• ЗАДАНИЕ К ВЫПОЛНЕНИЮ:
Продолжите текст об эвфемизмах в официальном языке, начав сразу после его последнего предложения.

• ПРИВЕДЁННЫЙ ТЕКСТ:
━━━━━━━━
В 90-е аналогичным «оптимизации» ругательством стало слово «секвестр» (бюджетных расходов), впервые применённое тогда вице-премьером Чубайсом.

Исправлять последствия случившегося сразу после секвестра отказа от обязательств — дефолта пришлось правительству ПримаковаМаслюкова. «Оптимизацию» 2010-х исправлять некому.

При этом верхи делают вид, что и не надо. Главное, говорят они, это «стабильность». Ещё один эвфемизм. То, что синонимы стабильности — стагнация, застой, их, кажется, не волнует. Как и то, что стабильность бывает разная. Так, динамическая стабильность летящего по шоссе велосипеда сильно отличается от стабильности телеграфного столба.

Народное чувство юмора даже родило такую особенную форму от слова «стабильность» как «стабилизец» (прямого отношения к «стабилизации» не имеет), отсылающую к иным, находящимся на грани допустимого, обозначениям обстановки, противоположной спокойной и размеренной стабильности. «Звездец» и «капец» — из той же серии.

Стремление властей во что бы то ни стало не нарушать впечатление о стабильности привело к тому, что опасные для психики термины заменялись даже во время пандемии коронавируса. Так появилась «самоизоляция» вместо карантина, «режим нерабочих дней» — вместо простоя, «плато» — вместо пика смертности, который не снижается.

Мастерство смягчения острой терминологии шлифовалось годами. Сначала беспокоящие граждан взрывы и теракты были заменены на пресловутые «хлопки», пожары — на «возгорания» и «задымления», а наводнения, паводки и половодья на совершенно кастрированные «подтопления». Спи, обыватель, спи…

Начало спецоперации ввело в оборот «боестолкновение», как лёгкую версию слишком уж брутального «боя», глагол «задеть», который используется вместо «ранить», и страшное слово «обнулить», равнодушно описывающее смерть, гибель, убийство, случившиеся в условиях особого правового, фактически военного, положения, а потому вполне законные.

Отдельно стоит сказать о «дискредитации». По правилам русского языка дискредитировать то или иное явление можно только изнутри.

Например, армию дискредитирует Тимур Иванов, осужденный за хищения военным судом. А внешние недруги, например, те или иные критики, могут на армию только клеветать, за что в УК есть соответствующая статья.

Военная тема напрямую подводит к политике. В условиях СВО она предсказуемо почти замерла, но кое-какие особенности прежней вольной политической жизни ещё не забыты.

Например, частое использование слова «активисты» без добавления к ним каких-либо политических координат.
━━━━━━━━
Строки с указанием на названные объекты

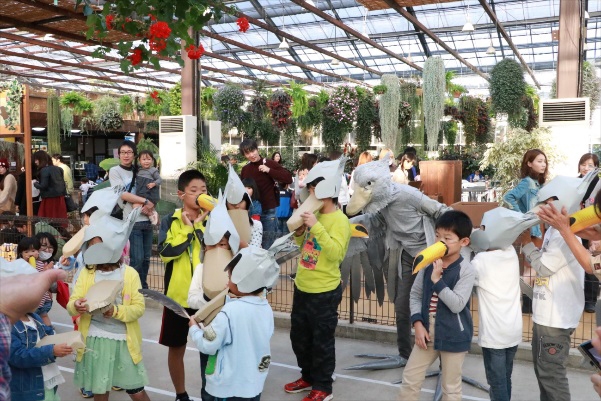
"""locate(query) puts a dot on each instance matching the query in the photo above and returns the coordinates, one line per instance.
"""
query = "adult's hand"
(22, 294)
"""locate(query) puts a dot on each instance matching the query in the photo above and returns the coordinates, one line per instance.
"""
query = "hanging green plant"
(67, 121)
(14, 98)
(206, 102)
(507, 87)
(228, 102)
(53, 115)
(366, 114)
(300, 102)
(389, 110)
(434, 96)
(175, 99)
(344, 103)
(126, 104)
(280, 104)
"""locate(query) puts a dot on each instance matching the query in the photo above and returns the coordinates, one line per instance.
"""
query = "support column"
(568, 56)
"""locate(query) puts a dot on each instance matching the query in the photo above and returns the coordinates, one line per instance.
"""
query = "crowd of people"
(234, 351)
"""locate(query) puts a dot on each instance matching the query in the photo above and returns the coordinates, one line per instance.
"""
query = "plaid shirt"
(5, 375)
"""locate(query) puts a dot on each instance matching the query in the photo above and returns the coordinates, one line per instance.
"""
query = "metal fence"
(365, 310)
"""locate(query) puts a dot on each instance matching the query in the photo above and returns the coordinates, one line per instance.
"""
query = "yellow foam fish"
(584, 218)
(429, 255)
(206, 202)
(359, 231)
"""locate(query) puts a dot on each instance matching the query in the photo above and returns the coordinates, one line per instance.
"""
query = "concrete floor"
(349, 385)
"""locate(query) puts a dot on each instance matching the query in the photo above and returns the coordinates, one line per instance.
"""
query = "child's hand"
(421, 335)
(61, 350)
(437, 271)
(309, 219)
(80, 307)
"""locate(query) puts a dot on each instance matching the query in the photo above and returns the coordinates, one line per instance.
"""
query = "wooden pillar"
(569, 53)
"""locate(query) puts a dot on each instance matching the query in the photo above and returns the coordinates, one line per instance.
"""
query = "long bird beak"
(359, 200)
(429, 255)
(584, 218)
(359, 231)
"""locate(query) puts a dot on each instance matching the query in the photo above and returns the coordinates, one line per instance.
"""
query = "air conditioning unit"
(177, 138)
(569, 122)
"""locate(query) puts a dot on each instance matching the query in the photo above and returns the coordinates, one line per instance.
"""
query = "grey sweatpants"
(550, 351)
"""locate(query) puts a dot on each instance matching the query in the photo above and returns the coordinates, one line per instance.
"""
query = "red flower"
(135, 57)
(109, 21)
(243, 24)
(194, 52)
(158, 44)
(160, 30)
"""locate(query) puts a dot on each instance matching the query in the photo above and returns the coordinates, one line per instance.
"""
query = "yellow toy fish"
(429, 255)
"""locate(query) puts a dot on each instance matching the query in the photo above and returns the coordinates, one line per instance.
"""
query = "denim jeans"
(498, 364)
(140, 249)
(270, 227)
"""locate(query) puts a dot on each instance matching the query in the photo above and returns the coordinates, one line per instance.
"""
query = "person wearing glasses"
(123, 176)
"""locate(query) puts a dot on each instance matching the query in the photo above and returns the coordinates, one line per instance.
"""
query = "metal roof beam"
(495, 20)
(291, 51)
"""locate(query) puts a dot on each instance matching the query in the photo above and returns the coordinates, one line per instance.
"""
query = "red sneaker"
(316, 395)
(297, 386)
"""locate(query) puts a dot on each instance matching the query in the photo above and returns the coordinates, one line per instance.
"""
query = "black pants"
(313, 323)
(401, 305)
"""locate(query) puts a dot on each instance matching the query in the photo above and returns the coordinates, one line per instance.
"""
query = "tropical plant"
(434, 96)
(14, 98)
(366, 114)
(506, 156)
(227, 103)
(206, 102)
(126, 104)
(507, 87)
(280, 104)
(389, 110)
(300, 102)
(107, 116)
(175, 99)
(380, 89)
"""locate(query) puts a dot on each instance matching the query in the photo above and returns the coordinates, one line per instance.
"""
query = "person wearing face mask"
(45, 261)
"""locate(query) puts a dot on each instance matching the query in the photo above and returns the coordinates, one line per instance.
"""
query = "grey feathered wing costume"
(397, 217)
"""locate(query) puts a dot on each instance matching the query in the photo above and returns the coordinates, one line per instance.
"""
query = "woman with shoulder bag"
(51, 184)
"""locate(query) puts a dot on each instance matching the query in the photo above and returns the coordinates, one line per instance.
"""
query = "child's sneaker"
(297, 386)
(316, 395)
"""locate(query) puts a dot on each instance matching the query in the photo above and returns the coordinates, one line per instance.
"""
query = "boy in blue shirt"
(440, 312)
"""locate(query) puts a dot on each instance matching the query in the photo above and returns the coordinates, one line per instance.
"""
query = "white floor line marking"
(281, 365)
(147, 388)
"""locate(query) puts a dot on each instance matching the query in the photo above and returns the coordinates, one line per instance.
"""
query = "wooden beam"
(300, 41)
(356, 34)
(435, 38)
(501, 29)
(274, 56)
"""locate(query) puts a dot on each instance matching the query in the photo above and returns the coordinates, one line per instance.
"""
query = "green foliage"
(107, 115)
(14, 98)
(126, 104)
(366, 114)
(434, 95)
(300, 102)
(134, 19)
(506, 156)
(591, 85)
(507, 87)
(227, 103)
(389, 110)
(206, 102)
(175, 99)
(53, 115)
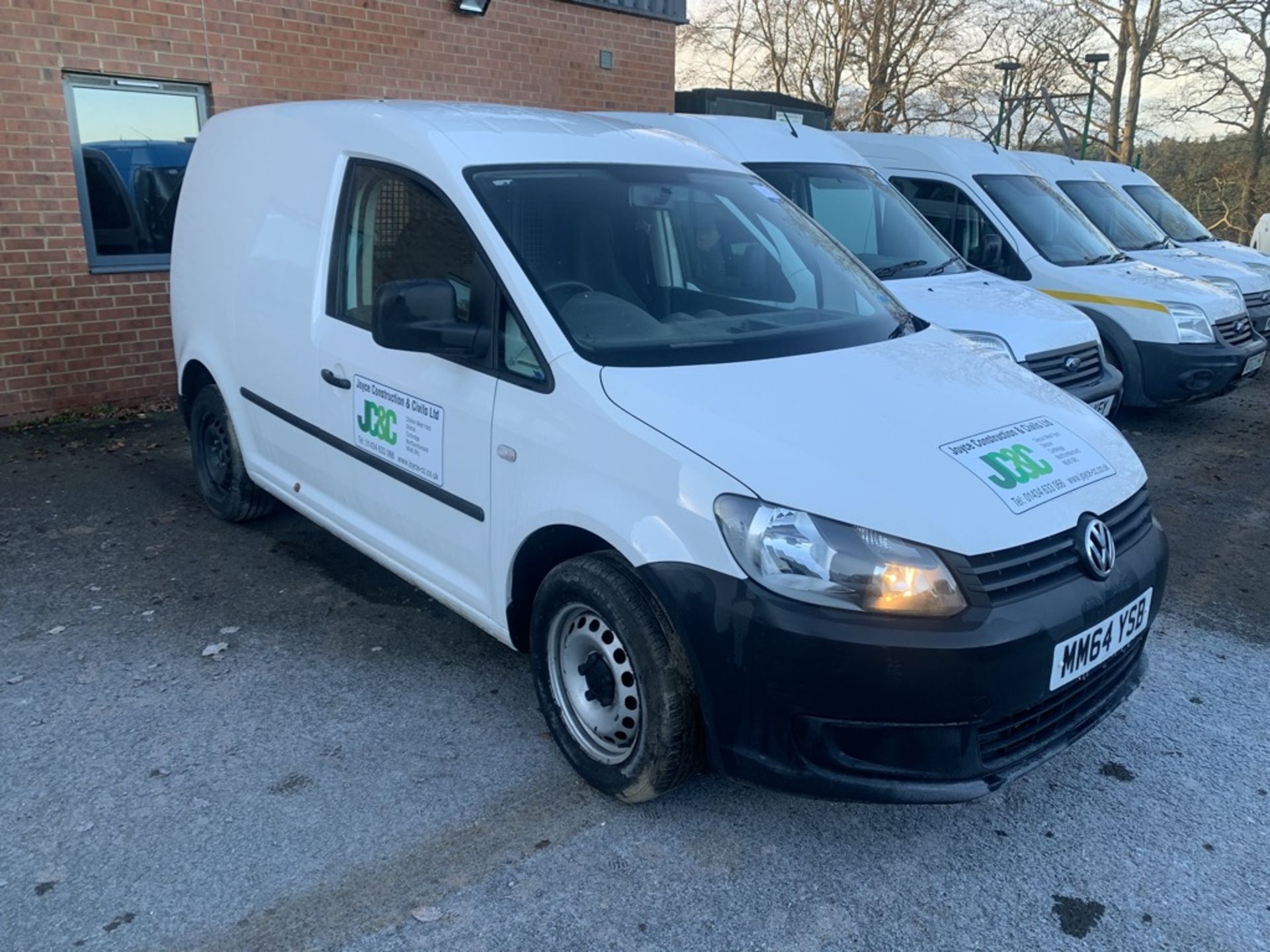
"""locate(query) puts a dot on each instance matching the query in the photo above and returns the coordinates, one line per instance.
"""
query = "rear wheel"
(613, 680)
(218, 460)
━━━━━━━━
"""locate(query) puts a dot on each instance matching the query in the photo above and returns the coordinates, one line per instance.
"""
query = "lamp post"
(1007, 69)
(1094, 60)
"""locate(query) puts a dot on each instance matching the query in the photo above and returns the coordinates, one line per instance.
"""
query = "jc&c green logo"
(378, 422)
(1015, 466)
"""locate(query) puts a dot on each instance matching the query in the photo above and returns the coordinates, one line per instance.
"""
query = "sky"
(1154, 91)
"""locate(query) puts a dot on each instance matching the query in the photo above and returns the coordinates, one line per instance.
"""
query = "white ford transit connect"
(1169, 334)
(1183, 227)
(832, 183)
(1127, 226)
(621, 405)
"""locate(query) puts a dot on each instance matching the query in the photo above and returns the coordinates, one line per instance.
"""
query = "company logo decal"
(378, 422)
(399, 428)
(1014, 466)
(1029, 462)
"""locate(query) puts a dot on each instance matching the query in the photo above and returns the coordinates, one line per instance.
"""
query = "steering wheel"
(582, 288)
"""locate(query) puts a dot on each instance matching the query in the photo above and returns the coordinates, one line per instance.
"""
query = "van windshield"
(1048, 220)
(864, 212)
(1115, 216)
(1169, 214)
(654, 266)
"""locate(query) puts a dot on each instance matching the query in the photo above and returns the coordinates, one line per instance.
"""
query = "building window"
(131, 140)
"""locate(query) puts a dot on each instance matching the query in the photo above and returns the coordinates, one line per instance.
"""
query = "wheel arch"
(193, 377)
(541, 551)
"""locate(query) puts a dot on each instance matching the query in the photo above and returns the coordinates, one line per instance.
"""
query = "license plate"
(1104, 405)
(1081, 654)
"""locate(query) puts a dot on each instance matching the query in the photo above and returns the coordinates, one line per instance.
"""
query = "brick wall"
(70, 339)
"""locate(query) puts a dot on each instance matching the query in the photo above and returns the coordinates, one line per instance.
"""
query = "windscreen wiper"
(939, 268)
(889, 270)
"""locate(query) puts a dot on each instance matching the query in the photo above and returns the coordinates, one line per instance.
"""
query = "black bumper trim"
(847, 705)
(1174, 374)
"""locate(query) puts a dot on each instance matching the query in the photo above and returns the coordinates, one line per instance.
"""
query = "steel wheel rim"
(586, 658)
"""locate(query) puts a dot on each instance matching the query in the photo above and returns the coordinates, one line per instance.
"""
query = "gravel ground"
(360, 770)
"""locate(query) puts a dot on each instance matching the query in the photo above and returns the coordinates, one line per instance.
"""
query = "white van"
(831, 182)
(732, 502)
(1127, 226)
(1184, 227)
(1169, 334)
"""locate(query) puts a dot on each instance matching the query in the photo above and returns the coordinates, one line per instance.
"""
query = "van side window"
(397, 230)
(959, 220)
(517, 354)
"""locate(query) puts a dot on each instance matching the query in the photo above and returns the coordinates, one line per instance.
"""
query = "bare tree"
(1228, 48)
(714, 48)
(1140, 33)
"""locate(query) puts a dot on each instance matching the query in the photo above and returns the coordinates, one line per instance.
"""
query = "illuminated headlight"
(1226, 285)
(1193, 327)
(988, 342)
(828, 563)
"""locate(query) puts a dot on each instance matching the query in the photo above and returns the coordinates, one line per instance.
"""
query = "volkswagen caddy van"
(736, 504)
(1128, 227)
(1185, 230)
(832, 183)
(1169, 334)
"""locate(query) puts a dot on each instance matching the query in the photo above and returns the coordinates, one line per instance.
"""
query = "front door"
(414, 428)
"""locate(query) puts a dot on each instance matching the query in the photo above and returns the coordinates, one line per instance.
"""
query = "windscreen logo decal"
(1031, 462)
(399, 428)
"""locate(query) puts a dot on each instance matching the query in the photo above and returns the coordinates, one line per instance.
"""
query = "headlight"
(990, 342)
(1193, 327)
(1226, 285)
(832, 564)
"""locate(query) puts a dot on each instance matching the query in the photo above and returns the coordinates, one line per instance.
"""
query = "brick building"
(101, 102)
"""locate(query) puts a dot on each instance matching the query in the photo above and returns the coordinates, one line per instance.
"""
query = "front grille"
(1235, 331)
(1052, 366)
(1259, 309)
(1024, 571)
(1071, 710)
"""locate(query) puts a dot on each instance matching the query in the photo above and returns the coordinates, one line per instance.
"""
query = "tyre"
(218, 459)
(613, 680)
━━━━━━━━
• ИТОГОВЫЙ РЕЗУЛЬТАТ:
Какие активисты?! — хочется крикнуть. Коммунисты? Нацисты? Либералы? Правые? Левые? Нельзя же до такой степени выхолащивать содержание слов там, где их используют ровно для того, чтобы давать качественные характеристики.

А вот термин «суверенная демократия», изобретённый злым гением русской политики Владиславом Сурковым, вполне годится. Приходится признать. Демократия — не значит вседозволенность, как бы говорит этим автор. Она должна иметь как минимум одно ограничение — национальные интересы страны. Поэтому «суверенная».

Впрочем, отдельные удачные примеры новояза, не могут, заслонить главного — новые термины вводятся как правило для одной цели — смягчения, выхолащивания, обеднения содержания. И в конечном счете изъятия из понятий жизни, для их омертвления. Всё, что несёт хоть какой-то смысл, тем более в яркой форме, должно быть безжалостно стёрто.

Подобный подход безошибочно свидетельствует о торжестве бюрократии, захватившей изрядную долю неформальной власти в стране. Столоначальники желают оставаться ими вечно, но не умея рисковать, пытаются нейтрализовать конкурентов с помощью хитрости — фиксируют, цементируют своё положение, парализуя страну с помощью пустой лексики.

Они даже чувственное наименование нашей страны: «Россия» — любят заменять уныло канцелярским «Российская Федерация». Да, по Конституции они равнозначны, но поэзию никто не отменял. Америка — поэтично, Соединённые Штаты — нет. Россия, Россия — звучит как небесная музыка, Российская Федерация — как параграф в Уголовном кодексе.

В начале было слово, утверждают библейские источники. Оно лежит в основе всего и сейчас, и всегда. Мощное будущее требует сильных слов, а не бессильных эвфемизмов.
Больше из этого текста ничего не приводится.